** START **

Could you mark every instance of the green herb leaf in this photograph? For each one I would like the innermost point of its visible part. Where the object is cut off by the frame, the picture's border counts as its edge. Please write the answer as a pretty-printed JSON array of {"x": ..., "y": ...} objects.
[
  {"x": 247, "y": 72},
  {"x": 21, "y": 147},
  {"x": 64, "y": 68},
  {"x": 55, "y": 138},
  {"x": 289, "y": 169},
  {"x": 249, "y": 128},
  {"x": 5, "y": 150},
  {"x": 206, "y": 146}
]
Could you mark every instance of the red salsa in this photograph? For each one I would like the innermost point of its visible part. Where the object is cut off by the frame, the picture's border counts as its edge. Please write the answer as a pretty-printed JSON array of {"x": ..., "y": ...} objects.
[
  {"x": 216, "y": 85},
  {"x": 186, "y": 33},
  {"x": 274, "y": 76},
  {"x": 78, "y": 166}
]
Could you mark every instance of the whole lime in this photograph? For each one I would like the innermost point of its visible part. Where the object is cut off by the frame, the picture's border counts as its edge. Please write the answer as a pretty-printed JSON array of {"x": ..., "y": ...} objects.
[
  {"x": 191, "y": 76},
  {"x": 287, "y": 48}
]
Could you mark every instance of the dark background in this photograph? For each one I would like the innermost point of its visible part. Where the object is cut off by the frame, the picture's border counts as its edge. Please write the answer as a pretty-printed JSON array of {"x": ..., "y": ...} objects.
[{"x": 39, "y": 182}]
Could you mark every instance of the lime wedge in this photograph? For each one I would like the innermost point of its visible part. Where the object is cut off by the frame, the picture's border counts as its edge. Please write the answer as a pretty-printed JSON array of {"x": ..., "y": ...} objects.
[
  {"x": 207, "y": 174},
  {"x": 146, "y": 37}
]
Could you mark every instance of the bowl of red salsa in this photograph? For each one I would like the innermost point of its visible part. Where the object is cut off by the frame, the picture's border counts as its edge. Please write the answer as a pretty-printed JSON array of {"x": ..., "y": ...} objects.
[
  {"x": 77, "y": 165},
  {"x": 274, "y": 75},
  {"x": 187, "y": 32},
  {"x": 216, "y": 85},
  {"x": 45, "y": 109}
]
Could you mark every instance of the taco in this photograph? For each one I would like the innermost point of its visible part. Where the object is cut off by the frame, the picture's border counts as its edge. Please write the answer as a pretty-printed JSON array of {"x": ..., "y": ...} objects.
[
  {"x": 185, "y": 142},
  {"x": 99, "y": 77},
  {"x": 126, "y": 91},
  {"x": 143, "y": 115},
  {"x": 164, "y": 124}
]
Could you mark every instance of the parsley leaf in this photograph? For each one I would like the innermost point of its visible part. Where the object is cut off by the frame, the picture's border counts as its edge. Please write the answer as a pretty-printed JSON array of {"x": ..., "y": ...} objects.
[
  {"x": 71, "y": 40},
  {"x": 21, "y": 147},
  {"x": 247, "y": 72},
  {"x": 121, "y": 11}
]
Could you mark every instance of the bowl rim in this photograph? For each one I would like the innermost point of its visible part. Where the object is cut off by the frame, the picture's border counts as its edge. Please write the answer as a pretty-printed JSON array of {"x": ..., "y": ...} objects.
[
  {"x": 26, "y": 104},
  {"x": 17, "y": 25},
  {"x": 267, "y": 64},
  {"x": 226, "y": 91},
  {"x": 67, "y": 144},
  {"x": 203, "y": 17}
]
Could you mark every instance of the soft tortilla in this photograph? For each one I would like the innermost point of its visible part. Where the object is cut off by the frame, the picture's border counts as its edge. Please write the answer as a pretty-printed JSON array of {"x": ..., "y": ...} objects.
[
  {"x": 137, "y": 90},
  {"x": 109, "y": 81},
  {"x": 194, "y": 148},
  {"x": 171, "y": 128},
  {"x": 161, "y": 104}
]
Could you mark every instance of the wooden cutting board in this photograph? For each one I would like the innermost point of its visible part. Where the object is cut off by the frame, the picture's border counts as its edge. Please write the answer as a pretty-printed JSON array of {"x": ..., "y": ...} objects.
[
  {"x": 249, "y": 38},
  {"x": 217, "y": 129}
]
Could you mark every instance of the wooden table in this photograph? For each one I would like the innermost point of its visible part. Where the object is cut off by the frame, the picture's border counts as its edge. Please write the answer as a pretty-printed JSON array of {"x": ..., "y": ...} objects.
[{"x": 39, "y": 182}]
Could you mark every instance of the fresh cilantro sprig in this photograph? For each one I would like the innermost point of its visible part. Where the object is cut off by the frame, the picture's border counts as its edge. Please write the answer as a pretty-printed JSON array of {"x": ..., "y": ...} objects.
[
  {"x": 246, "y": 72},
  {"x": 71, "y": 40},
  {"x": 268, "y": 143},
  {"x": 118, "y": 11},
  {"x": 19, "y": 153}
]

** END **

Written task: Convert every line of the records above into a single numbered list, leaving out any blank lines.

Task result:
1. Could you mark every instance of the green herb leaf in this photograph? For each one I would like the innermost point of its visible part. Where the object is cut off by the frame, the picture's border counts as its edge. Please write the answer as a pretty-printed JSON array of {"x": ..., "y": ...} objects.
2. [
3.   {"x": 247, "y": 72},
4.   {"x": 21, "y": 147},
5.   {"x": 64, "y": 68},
6.   {"x": 55, "y": 138},
7.   {"x": 289, "y": 169},
8.   {"x": 249, "y": 128},
9.   {"x": 5, "y": 150},
10.   {"x": 206, "y": 146}
11. ]
12. Could you mark every instance of the red salsa in this photograph? For each one I would like the innermost point of its visible part. Where the object is cut off by the frame, the picture's border counts as its edge. Please write the answer as a pretty-printed JSON array of {"x": ..., "y": ...} objects.
13. [
14.   {"x": 216, "y": 85},
15.   {"x": 186, "y": 33},
16.   {"x": 274, "y": 76},
17.   {"x": 78, "y": 166}
18. ]
19. Could you mark every instance of the whole lime in this photograph? For each one I would like the innermost point of its visible part. Where the object is cut off by the frame, the picture's border counts as its edge. Please write the answer as a pretty-printed JSON array of {"x": ..., "y": ...} objects.
20. [
21.   {"x": 191, "y": 76},
22.   {"x": 287, "y": 48}
23. ]
24. Could you mark every instance of the dark background in this photograph? For each one I would like the innermost point of its visible part. Where the object is cut off by the frame, the picture's border counts as its edge. Please write the answer as a pretty-printed JSON array of {"x": ..., "y": ...} objects.
25. [{"x": 39, "y": 182}]
26. Could you mark every instance of the lime wedge in this photograph? For each one I would like the innermost point of its visible part. Where the object is cut off by the frame, the picture's border counts as its edge. Please write the answer as a pretty-printed JSON array of {"x": ..., "y": ...} objects.
27. [
28.   {"x": 207, "y": 174},
29.   {"x": 146, "y": 37}
30. ]
31. Could you mark every instance of the bowl of red salsa in this photograph? For each one I would like the innermost point of its visible part. Where the object is cut off by the frame, the picture's border counts as its edge. Please write the answer as a pretty-printed JSON array of {"x": ..., "y": ...} objects.
32. [
33.   {"x": 77, "y": 165},
34.   {"x": 274, "y": 75},
35.   {"x": 187, "y": 32},
36.   {"x": 216, "y": 85},
37.   {"x": 45, "y": 109}
38. ]
39. Could you mark every instance of the taco in this photograph? For each one I would like the innermost point of its visible part. Where the object is cut off by the frame, the picture's border counts as its edge. Please write the answer as a pretty-printed JSON array of {"x": ..., "y": ...} objects.
40. [
41.   {"x": 185, "y": 142},
42.   {"x": 99, "y": 77},
43.   {"x": 126, "y": 91},
44.   {"x": 143, "y": 115},
45.   {"x": 164, "y": 124}
46. ]
47. Could you mark every instance of the parsley leaf in this photograph? For each one I would like the innermost point of its visible part. Where the object is cut off by the frame, the picture's border counts as its edge. Please write the answer as a pretty-printed JSON array of {"x": ..., "y": ...} objects.
48. [
49.   {"x": 71, "y": 40},
50.   {"x": 21, "y": 147},
51.   {"x": 247, "y": 72},
52.   {"x": 121, "y": 11}
53. ]
54. Could you mark every instance of the bowl rim in this photograph? For each one I would like the innermost point of its visible part. Where the object is cut off by the frame, the picture's border counts as its edge. Please write the answer as a pretty-printed JSON array of {"x": ..., "y": ...} objects.
55. [
56.   {"x": 26, "y": 104},
57.   {"x": 17, "y": 25},
58.   {"x": 267, "y": 64},
59.   {"x": 226, "y": 91},
60.   {"x": 67, "y": 144},
61.   {"x": 203, "y": 17}
62. ]
63. Could you mark every instance of the soft tortilla in this photograph? For each one I would like the innermost point of its visible part. Where the object is cut off by the frame, the picture's border counts as its edge. Please write the answer as a pretty-printed JSON array of {"x": ..., "y": ...} objects.
64. [
65.   {"x": 137, "y": 90},
66.   {"x": 109, "y": 81},
67.   {"x": 194, "y": 148},
68.   {"x": 171, "y": 128},
69.   {"x": 161, "y": 104}
70. ]
71. Could you mark every instance of the wooden cutting board in this photograph? For each one I would like the innermost point of its visible part. Where the object is cut off by the frame, the picture's border counts as its edge. Please write the answer as a pretty-printed JSON array of {"x": ..., "y": ...} objects.
72. [
73.   {"x": 249, "y": 38},
74.   {"x": 217, "y": 129}
75. ]
76. Could you mark every instance of the wooden table in this photograph? For each one I would like the innermost point of its visible part. Where the object is cut off by the frame, the picture's border counts as its edge. Please write the answer as a pretty-printed JSON array of {"x": ..., "y": ...} objects.
77. [{"x": 39, "y": 182}]
78. Could you mark every instance of the fresh cilantro sprig in this photograph? For each one I would like the innermost point of its visible part. Where the object is cut off by the frame, the picture's border counts as its edge. Please write the answer as a pretty-printed JSON array of {"x": ..., "y": ...} objects.
79. [
80.   {"x": 246, "y": 72},
81.   {"x": 71, "y": 40},
82.   {"x": 268, "y": 143},
83.   {"x": 118, "y": 11},
84.   {"x": 19, "y": 153}
85. ]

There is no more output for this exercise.